- [Text]:
The anti-feathering inks of choice are:

 

Iron Gall (e.g., Diamine Registrar's Ink, Rohrer & Klingner's Salix and Scabiosa, and Platinum Blue-Black and their entire Classic line. Iron gall inks are a solution of tannoferrogallic acid, which is transparent in solution, with an added colorant, so you can see what you're writing. When exposed to oxygen, the acid is oxidized into a dark grey, water insoluble precipitate. These inks are often described as dry, and tending to emphasize any scratchiness in your pens. But they are very resistant to spread and feathering. The acid will react with oxygen and form precipitate in the bottle, but keeping them tightly capped should slow this down. Some suggest that more regular cleaning is necessary, but I don't know; others say they've left iron gall inks in pens for months or years without issues. Of the lot, I'd say that R&K's offerings are probably the most benign.

- [Record extracts]:
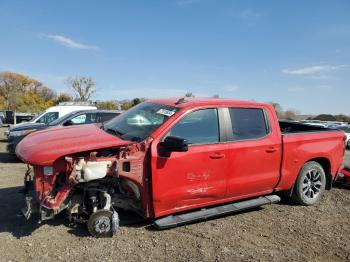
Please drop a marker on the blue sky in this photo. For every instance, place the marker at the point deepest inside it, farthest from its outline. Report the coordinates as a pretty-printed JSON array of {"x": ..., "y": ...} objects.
[{"x": 296, "y": 53}]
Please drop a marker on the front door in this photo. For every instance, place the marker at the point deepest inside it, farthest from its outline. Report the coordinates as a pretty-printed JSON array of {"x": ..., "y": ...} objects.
[{"x": 189, "y": 179}]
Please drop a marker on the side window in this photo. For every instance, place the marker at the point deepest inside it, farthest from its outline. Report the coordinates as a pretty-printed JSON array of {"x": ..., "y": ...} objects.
[
  {"x": 87, "y": 118},
  {"x": 248, "y": 123},
  {"x": 48, "y": 117},
  {"x": 78, "y": 120},
  {"x": 198, "y": 127},
  {"x": 107, "y": 116}
]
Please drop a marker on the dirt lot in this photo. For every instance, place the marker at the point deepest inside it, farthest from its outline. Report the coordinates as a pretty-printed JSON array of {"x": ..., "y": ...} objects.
[{"x": 281, "y": 232}]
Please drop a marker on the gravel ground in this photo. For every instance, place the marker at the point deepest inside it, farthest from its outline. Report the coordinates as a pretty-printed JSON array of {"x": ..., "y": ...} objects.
[{"x": 280, "y": 232}]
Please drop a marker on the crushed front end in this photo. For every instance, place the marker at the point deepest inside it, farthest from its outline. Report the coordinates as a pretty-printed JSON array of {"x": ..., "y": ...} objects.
[{"x": 90, "y": 187}]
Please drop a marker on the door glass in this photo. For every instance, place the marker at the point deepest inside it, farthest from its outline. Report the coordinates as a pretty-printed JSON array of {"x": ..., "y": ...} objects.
[
  {"x": 87, "y": 118},
  {"x": 198, "y": 127},
  {"x": 248, "y": 123},
  {"x": 78, "y": 120}
]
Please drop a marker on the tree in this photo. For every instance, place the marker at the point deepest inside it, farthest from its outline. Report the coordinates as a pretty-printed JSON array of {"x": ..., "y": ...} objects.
[
  {"x": 290, "y": 115},
  {"x": 21, "y": 93},
  {"x": 63, "y": 97},
  {"x": 82, "y": 86},
  {"x": 12, "y": 86}
]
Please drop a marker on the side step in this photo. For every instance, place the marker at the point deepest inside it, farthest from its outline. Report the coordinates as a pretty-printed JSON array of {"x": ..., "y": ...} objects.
[{"x": 207, "y": 213}]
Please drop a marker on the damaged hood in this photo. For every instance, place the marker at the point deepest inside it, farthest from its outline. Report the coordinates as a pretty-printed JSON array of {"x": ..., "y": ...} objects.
[{"x": 44, "y": 147}]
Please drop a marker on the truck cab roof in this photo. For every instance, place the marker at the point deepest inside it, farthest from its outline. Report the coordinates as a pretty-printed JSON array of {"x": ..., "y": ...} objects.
[{"x": 189, "y": 102}]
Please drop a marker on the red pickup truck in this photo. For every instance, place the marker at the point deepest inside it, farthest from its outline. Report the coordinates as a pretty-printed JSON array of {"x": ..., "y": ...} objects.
[{"x": 177, "y": 161}]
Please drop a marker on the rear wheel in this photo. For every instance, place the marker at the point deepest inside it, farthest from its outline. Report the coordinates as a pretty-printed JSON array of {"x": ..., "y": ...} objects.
[{"x": 310, "y": 184}]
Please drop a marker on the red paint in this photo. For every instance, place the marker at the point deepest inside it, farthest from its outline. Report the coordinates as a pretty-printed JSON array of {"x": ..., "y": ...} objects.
[
  {"x": 346, "y": 174},
  {"x": 44, "y": 147},
  {"x": 203, "y": 176}
]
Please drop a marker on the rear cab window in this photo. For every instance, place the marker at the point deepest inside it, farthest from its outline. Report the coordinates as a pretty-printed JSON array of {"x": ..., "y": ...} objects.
[
  {"x": 47, "y": 117},
  {"x": 248, "y": 123},
  {"x": 198, "y": 127}
]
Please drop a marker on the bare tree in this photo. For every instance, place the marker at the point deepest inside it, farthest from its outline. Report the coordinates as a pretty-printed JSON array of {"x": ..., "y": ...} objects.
[{"x": 83, "y": 87}]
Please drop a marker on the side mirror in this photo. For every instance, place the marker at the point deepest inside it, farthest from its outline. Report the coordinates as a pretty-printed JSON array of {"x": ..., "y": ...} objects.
[{"x": 174, "y": 144}]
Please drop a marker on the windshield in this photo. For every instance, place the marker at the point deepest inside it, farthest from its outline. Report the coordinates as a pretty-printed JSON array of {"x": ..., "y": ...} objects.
[
  {"x": 140, "y": 122},
  {"x": 37, "y": 117}
]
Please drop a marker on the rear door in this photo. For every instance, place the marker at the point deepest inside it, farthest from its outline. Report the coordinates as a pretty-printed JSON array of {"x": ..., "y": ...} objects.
[
  {"x": 255, "y": 152},
  {"x": 190, "y": 179}
]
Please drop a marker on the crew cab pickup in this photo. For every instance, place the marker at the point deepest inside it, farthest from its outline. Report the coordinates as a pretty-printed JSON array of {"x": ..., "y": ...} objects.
[{"x": 177, "y": 161}]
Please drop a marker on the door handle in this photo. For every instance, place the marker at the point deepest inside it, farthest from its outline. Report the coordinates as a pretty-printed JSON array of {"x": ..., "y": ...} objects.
[
  {"x": 217, "y": 156},
  {"x": 271, "y": 150}
]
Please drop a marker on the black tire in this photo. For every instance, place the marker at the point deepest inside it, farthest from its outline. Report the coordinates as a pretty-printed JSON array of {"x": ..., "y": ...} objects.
[
  {"x": 100, "y": 224},
  {"x": 310, "y": 184}
]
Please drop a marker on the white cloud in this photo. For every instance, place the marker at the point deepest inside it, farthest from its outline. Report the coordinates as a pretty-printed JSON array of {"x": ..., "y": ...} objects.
[
  {"x": 231, "y": 88},
  {"x": 312, "y": 69},
  {"x": 63, "y": 40}
]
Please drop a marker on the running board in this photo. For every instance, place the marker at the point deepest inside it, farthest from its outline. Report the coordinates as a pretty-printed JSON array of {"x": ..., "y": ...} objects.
[{"x": 207, "y": 213}]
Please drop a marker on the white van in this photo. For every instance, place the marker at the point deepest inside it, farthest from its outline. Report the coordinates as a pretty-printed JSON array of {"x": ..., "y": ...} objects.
[{"x": 54, "y": 112}]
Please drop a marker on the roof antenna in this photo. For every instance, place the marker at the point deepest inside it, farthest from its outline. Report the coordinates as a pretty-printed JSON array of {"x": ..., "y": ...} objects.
[{"x": 180, "y": 101}]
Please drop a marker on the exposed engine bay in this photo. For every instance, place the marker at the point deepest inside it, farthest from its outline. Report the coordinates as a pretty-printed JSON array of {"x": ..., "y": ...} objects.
[{"x": 91, "y": 186}]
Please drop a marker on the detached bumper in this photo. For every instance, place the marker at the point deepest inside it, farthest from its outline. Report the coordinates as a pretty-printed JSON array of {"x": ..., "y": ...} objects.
[{"x": 30, "y": 208}]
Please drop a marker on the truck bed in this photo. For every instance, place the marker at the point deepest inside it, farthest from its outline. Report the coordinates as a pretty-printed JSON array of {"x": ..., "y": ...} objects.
[
  {"x": 289, "y": 127},
  {"x": 302, "y": 143}
]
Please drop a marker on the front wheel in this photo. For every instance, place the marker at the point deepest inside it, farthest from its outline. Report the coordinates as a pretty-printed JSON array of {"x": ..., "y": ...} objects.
[
  {"x": 103, "y": 223},
  {"x": 310, "y": 184}
]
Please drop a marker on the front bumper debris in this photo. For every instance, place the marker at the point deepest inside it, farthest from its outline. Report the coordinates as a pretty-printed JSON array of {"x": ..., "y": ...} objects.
[{"x": 30, "y": 207}]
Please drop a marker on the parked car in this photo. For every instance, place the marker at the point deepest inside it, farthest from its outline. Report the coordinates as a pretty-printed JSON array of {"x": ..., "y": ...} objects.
[
  {"x": 176, "y": 162},
  {"x": 74, "y": 118},
  {"x": 7, "y": 117},
  {"x": 54, "y": 113}
]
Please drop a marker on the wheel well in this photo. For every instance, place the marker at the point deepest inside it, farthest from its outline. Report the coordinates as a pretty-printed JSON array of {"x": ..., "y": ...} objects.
[{"x": 326, "y": 165}]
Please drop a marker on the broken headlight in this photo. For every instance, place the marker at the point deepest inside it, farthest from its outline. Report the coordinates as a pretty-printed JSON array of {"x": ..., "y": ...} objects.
[{"x": 48, "y": 170}]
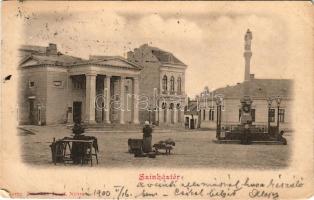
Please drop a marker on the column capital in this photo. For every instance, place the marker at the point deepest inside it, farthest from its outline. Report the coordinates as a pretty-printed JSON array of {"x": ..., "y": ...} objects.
[
  {"x": 135, "y": 78},
  {"x": 91, "y": 74}
]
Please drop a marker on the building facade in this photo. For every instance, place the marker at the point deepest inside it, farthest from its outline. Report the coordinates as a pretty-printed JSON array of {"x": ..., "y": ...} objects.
[
  {"x": 162, "y": 83},
  {"x": 260, "y": 91},
  {"x": 56, "y": 88}
]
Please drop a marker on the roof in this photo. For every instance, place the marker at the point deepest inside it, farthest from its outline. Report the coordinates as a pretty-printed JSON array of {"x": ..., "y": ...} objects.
[
  {"x": 258, "y": 88},
  {"x": 34, "y": 49},
  {"x": 36, "y": 55},
  {"x": 113, "y": 61},
  {"x": 58, "y": 60}
]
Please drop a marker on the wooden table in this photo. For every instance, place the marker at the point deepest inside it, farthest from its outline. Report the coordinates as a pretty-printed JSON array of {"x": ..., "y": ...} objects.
[{"x": 67, "y": 144}]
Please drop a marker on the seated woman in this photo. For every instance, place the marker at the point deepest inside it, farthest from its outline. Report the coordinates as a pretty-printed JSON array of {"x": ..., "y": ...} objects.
[
  {"x": 79, "y": 150},
  {"x": 147, "y": 138}
]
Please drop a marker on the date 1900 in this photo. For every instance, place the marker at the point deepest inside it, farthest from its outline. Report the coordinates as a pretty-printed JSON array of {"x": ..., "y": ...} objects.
[{"x": 119, "y": 191}]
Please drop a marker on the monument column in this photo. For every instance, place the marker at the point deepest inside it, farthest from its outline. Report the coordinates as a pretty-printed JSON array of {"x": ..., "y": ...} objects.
[
  {"x": 107, "y": 98},
  {"x": 122, "y": 91},
  {"x": 175, "y": 114},
  {"x": 70, "y": 101},
  {"x": 247, "y": 54},
  {"x": 135, "y": 100},
  {"x": 90, "y": 98}
]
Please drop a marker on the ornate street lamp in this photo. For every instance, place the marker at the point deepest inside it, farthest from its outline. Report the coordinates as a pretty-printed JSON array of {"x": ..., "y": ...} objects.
[
  {"x": 278, "y": 100},
  {"x": 269, "y": 102},
  {"x": 218, "y": 125}
]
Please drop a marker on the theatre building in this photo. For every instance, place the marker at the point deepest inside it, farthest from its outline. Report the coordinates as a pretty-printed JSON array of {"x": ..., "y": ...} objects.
[
  {"x": 56, "y": 88},
  {"x": 162, "y": 83}
]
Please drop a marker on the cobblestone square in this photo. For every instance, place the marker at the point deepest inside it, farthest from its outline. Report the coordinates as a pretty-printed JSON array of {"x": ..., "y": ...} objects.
[{"x": 193, "y": 149}]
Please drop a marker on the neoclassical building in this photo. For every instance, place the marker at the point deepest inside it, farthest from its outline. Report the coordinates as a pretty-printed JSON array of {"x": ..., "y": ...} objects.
[
  {"x": 162, "y": 83},
  {"x": 57, "y": 88}
]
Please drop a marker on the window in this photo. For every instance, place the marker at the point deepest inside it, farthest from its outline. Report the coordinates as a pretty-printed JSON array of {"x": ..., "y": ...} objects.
[
  {"x": 271, "y": 115},
  {"x": 58, "y": 83},
  {"x": 77, "y": 84},
  {"x": 164, "y": 83},
  {"x": 253, "y": 115},
  {"x": 172, "y": 84},
  {"x": 281, "y": 115},
  {"x": 211, "y": 114},
  {"x": 179, "y": 85},
  {"x": 31, "y": 84}
]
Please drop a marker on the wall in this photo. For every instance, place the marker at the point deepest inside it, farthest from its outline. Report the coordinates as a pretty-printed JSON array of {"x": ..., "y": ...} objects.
[
  {"x": 57, "y": 96},
  {"x": 38, "y": 75},
  {"x": 148, "y": 79}
]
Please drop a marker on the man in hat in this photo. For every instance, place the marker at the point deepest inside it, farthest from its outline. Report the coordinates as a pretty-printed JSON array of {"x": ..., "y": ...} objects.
[{"x": 147, "y": 137}]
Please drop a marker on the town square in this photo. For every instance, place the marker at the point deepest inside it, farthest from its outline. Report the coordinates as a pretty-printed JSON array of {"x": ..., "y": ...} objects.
[{"x": 143, "y": 107}]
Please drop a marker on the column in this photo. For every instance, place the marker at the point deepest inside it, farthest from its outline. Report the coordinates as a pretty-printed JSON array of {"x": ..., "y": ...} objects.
[
  {"x": 175, "y": 115},
  {"x": 122, "y": 83},
  {"x": 168, "y": 119},
  {"x": 70, "y": 101},
  {"x": 107, "y": 98},
  {"x": 161, "y": 113},
  {"x": 135, "y": 100},
  {"x": 90, "y": 98}
]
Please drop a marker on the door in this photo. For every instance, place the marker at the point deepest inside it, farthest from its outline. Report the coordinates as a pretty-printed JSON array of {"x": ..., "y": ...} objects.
[
  {"x": 32, "y": 112},
  {"x": 77, "y": 111}
]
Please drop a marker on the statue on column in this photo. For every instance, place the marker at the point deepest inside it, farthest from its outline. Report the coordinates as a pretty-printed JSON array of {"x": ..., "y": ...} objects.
[{"x": 248, "y": 38}]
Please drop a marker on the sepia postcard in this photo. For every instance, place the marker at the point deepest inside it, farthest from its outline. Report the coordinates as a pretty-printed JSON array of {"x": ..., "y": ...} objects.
[{"x": 157, "y": 100}]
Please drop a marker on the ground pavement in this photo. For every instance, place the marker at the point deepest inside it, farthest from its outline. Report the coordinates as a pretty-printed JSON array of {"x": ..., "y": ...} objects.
[{"x": 193, "y": 149}]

- [Objective]: Print the full text on anti-feathering inks, verbatim and unchanged. Nothing in the records is needed here.

- [Finished task]:
The anti-feathering inks of choice are:

 

Iron Gall (e.g., Diamine Registrar's Ink, Rohrer & Klingner's Salix and Scabiosa, and Platinum Blue-Black and their entire Classic line. Iron gall inks are a solution of tannoferrogallic acid, which is transparent in solution, with an added colorant, so you can see what you're writing. When exposed to oxygen, the acid is oxidized into a dark grey, water insoluble precipitate. These inks are often described as dry, and tending to emphasize any scratchiness in your pens. But they are very resistant to spread and feathering. The acid will react with oxygen and form precipitate in the bottle, but keeping them tightly capped should slow this down. Some suggest that more regular cleaning is necessary, but I don't know; others say they've left iron gall inks in pens for months or years without issues. Of the lot, I'd say that R&K's offerings are probably the most benign.